● **Record list**
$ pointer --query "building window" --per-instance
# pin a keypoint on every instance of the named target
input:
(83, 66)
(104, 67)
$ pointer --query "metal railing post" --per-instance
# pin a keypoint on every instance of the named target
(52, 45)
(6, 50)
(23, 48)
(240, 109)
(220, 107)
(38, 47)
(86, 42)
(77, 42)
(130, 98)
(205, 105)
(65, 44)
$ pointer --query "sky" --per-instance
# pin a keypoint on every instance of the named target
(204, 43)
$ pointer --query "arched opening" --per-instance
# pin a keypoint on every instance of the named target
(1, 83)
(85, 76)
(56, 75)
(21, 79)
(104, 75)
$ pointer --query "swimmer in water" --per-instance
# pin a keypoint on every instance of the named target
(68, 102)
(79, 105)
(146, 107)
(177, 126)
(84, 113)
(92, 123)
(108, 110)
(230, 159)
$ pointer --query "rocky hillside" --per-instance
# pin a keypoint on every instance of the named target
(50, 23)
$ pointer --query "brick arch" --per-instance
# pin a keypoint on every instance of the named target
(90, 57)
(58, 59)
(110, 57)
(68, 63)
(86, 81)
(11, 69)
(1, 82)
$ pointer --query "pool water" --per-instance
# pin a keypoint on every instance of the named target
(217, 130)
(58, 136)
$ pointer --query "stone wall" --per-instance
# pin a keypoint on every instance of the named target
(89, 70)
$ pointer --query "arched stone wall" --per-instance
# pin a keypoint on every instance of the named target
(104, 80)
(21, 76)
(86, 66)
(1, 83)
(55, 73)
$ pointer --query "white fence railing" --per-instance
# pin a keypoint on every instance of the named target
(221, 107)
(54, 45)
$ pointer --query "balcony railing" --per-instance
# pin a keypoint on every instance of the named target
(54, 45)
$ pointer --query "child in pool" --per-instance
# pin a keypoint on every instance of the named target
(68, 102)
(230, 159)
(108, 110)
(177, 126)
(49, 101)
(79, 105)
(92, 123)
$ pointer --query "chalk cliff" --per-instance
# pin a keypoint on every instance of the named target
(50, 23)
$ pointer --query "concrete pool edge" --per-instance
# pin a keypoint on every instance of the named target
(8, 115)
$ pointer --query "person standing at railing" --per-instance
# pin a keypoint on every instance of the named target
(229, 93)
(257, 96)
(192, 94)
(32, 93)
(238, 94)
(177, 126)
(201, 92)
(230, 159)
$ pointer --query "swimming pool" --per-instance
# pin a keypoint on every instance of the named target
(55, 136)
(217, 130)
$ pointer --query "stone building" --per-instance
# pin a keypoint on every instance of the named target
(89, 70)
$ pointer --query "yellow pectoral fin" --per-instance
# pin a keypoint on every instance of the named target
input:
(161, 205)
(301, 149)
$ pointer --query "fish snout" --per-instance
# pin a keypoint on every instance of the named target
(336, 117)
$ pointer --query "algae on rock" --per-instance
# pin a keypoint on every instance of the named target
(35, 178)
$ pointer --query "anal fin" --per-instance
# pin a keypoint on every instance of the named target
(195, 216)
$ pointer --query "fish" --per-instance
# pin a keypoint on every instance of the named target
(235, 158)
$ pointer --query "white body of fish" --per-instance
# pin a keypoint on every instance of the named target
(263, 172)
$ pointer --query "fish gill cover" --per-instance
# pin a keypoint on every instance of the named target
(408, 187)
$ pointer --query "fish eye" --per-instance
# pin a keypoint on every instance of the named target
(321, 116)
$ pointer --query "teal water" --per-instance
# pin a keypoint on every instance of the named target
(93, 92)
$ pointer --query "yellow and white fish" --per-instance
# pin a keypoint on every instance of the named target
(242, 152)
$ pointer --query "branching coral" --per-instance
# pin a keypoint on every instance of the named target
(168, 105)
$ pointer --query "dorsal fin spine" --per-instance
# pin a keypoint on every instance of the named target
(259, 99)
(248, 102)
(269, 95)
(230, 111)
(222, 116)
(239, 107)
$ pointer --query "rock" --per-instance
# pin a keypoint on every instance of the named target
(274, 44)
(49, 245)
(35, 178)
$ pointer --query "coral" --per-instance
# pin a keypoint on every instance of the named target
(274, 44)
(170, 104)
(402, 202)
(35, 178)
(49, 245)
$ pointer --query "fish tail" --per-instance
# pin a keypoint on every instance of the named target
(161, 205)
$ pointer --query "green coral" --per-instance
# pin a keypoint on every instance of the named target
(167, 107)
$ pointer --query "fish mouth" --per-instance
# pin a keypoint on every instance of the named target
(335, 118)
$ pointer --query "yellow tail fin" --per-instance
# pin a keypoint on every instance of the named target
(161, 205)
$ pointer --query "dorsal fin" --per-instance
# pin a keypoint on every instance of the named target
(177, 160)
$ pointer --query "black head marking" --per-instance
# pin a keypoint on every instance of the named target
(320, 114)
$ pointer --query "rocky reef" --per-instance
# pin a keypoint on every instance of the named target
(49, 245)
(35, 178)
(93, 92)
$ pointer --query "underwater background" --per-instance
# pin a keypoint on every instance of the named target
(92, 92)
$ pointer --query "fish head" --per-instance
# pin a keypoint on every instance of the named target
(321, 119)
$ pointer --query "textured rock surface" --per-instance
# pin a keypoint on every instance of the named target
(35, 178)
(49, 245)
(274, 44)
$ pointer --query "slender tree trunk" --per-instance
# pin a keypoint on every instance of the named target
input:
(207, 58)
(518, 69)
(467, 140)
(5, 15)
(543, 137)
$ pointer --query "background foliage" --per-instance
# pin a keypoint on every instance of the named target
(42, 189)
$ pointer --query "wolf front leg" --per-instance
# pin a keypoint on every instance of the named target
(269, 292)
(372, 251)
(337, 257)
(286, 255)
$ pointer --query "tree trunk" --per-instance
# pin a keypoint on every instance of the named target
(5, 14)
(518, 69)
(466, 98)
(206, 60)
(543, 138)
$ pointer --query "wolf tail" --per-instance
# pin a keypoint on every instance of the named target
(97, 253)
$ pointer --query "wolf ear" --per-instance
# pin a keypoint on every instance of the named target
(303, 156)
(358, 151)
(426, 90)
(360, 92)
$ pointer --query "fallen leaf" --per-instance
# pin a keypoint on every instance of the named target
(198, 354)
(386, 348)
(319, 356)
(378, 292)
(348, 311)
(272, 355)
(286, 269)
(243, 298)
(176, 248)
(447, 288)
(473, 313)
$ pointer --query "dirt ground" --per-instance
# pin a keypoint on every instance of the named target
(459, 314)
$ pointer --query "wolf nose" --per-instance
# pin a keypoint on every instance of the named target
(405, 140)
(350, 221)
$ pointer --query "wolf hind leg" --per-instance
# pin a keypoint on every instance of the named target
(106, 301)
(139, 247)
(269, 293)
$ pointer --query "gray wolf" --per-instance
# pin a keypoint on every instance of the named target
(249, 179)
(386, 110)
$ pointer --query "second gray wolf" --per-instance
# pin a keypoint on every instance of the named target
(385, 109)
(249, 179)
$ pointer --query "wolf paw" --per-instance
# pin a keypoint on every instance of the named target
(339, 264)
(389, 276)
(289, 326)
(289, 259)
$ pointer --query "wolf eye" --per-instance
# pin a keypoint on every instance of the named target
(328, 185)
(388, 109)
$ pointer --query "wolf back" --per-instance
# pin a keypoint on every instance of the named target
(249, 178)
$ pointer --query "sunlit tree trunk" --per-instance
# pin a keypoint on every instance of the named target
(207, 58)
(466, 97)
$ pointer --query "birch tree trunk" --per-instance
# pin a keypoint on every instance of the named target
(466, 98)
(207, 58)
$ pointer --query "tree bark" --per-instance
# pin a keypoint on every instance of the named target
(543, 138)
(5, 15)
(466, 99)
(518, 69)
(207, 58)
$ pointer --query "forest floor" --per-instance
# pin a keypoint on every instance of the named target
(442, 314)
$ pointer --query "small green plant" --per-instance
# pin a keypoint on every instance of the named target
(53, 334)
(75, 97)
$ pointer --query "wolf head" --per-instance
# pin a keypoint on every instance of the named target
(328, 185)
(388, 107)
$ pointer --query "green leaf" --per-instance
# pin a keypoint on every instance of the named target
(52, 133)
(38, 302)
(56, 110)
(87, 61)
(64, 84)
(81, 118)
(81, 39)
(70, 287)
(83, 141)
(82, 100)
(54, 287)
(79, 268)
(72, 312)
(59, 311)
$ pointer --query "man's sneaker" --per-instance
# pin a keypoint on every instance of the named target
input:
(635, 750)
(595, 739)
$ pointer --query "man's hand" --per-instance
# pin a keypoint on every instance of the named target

● **Job**
How many lines above contain the string "tail", with case counting? Reply with the number alone.

● **Exercise output**
3